## Text passage:
::::

A constant surface feed rate was specified along the paths, in order to simulate the polishing of a 1 µm deep layer of material. The algorithm is a modified version of the classic problem on convolution of dwell-time and tool removal function [2]. On the one hand, form error is calculated along the surface normal of workpiece and referenced against the X/Y plane (as measured using for example a Fizeau laser interferometer with transmission sphere). Since the workpiece is strongly curved, the appearance of the removal footprint becomes elongated as the slope in both X and Y-direction increases. Therefore, the material removal prediction algorithm distorts the removal function shape place-by-place along the tool path, and scales it against the equivalent dwell-time computed for each iteration of the optimization routine aiming to reduce residual form error [3]. Figure 9 shows the simulated residual waviness on the workpiece surface after subtraction of the nominal 1 µm material removal layer. In the case of raster path, Fig. 9(a) shows a non-uniform distribution of material removal with excess removal occurring across the center line. The discrepancy between center and edge removal depth, caused by the progressive increase in track spacing along the surface, represents over 10% of total removal depth. Horizontal raster marks, with an amplitude around 15 nm are also visible. In the case of circular-random path, Fig. 9(b) shows a more uniform distribution of material with a slight excess removal at the top and bottom. The discrepancy represents around 2% of total removal depth. The 3σ of surface waviness is 88.0 nm for raster and 22.7 nm for circular-random path. It should be noted here that a method to equalize raster track spacing was recently published in the literature [17]. But while this algorithm is useful for reduction of residual form error on surfaces with constant curvatures (spheres), the principle is not applicable to truly freeform surfaces (for example, containing saddle points).

::::

## Set tasks:
a) Condense the polishing simulation passage's paragraph starting "A constant surface feed rate" into a bulleted list that keeps its main facts.
b) According to the polishing simulation passage, what is the 3σ of surface waviness for the circular-random path?
c) Continue the polishing simulation passage from its last sentence.
The items on this page are unrelated to the polishing simulation passage.

::::

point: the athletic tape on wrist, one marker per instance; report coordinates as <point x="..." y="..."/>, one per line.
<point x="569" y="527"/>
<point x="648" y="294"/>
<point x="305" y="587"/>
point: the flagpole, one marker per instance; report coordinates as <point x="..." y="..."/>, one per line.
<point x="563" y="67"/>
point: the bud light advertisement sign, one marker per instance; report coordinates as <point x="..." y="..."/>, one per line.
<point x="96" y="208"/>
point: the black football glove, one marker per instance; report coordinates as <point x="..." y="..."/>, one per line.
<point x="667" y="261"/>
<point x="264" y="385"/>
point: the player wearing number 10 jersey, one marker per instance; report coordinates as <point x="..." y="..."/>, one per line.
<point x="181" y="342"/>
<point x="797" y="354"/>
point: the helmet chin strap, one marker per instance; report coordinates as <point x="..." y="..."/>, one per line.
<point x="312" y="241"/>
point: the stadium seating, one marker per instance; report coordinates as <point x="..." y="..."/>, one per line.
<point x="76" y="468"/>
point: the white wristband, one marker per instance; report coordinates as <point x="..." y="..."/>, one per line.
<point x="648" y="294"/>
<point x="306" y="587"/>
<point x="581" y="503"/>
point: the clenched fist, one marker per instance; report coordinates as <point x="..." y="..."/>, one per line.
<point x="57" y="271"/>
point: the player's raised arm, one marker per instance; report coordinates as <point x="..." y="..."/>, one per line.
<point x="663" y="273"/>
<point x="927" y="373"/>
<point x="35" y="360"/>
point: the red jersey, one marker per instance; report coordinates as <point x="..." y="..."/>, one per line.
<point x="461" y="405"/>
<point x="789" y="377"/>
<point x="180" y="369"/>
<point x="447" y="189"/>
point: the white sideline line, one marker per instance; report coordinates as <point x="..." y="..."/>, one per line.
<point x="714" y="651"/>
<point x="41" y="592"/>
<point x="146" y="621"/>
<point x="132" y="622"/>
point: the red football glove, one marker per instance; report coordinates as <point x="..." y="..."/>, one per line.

::::

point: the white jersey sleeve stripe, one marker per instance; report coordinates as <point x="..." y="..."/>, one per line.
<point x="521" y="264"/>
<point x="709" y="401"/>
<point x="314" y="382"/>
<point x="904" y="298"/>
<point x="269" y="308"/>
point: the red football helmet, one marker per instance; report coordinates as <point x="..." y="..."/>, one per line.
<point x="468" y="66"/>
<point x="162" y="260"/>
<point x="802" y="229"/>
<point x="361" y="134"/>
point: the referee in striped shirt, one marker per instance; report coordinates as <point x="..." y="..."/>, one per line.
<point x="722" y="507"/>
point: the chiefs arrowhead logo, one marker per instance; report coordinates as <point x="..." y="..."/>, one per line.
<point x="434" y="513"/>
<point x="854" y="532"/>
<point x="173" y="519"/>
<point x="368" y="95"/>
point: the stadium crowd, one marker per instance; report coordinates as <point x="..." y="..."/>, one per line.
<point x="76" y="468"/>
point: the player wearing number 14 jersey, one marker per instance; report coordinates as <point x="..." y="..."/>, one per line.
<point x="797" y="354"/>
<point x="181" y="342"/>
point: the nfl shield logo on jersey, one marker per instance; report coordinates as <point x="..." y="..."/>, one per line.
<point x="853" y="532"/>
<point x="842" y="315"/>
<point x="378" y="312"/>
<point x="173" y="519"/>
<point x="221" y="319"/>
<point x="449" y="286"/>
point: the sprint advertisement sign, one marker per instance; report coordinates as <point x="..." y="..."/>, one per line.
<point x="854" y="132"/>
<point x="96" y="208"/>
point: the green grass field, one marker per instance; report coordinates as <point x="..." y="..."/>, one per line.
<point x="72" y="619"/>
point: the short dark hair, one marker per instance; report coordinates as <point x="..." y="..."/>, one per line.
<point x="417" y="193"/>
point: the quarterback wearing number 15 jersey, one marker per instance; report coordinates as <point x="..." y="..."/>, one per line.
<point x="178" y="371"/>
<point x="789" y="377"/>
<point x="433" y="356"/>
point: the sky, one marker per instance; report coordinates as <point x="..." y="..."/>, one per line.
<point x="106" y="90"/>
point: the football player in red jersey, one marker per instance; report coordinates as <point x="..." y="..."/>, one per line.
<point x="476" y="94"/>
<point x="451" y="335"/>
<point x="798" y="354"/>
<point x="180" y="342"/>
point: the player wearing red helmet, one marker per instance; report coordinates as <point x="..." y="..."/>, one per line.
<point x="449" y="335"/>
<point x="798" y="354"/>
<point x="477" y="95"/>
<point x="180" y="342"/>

::::

## Answers for the tasks:
a)
- A constant surface feed rate along the paths simulates polishing off a 1 µm deep layer.
- The algorithm modifies the classic convolution of dwell time and tool removal function. Form error is calculated along the workpiece surface normal and referenced to the X/Y plane.
- On the strongly curved workpiece, the removal footprint elongates as the X and Y slope increases. The algorithm therefore distorts the removal function locally along the tool path and scales it to the equivalent dwell time at each optimization iteration.
- Fig. 9 shows simulated residual waviness after subtracting the nominal 1 µm removal layer.
- Raster path (Fig. 9(a)):
  - Removal is non-uniform, with excess removal along the center line.
  - The center-to-edge discrepancy exceeds 10% of total removal depth, caused by progressively increasing track spacing.
  - Horizontal raster marks of about 15 nm amplitude are visible.
  - The 3σ waviness is 88.0 nm.
- Circular-random path (Fig. 9(b)):
  - Removal is more uniform, with slight excess at the top and bottom.
  - The discrepancy is about 2% of total removal depth.
  - The 3σ waviness is 22.7 nm.
- A recently published method for equalizing raster track spacing helps on constant-curvature surfaces (spheres) but does not apply to truly freeform surfaces, such as those containing saddle points.

b) 22.7 nm

c)
2D Fourier transform analysis was carried out on the residual maps in order to identify the location and amplitude of peak waviness. Figure 10 shows the resulting data in a disk corresponding to wavelengths up-to 1 mm. A strong peak is visible around 0.8 mm wavelength at 90° direction in Fig. 10(a), which is associated with the raster lines observed in Fig. 9(a). By comparison, the spectral amplitude of circular-random path shown in Fig. 10(a) consists of 6 areas around the 0.8mm wavelength, broadly distributed across the (-180°:180°) range. Consequently, the peak amplitude is around 1 order of magnitude less than that of the raster path. This analysis is confirmed with a comparison of 1D power spectral density for section profiles in the vertical direction, as shown in Fig. 10(c), in which the peak at 0.8mm is again significantly suppressed. By making the spectral power less concentrated on a specific direction, it is expected that the random path should suppress the appearance of undesirable interference and diffraction patterns during light propagation through an optical system.
4. Actual polishing of aspherical optic by circular-random path
4.1 Experimental setup
Polishing experiments by raster and circular-random path were carried out on commercial aspherical condenser lenses (Thorlabs AL2550G with aspheric surface accuracy < 55nm Peak-to-Valley) using the 7-axis FJP machine (Zeeko IRP200) shown in Fig. 11(a). The same nozzle and processing conditions were used as in the generation of the polishing footprint in section 3.1. Raster and circular-random paths were generated with a track spacing of 0.35 mm (i.e. the total path length was identical), while a constant surface feed of 10 mm/min resulted in a 170 min total processing time for each lens. Such long polishing time was specifically selected to accentuate the amplitude of MSF content relative to the original surface accuracy of the lens.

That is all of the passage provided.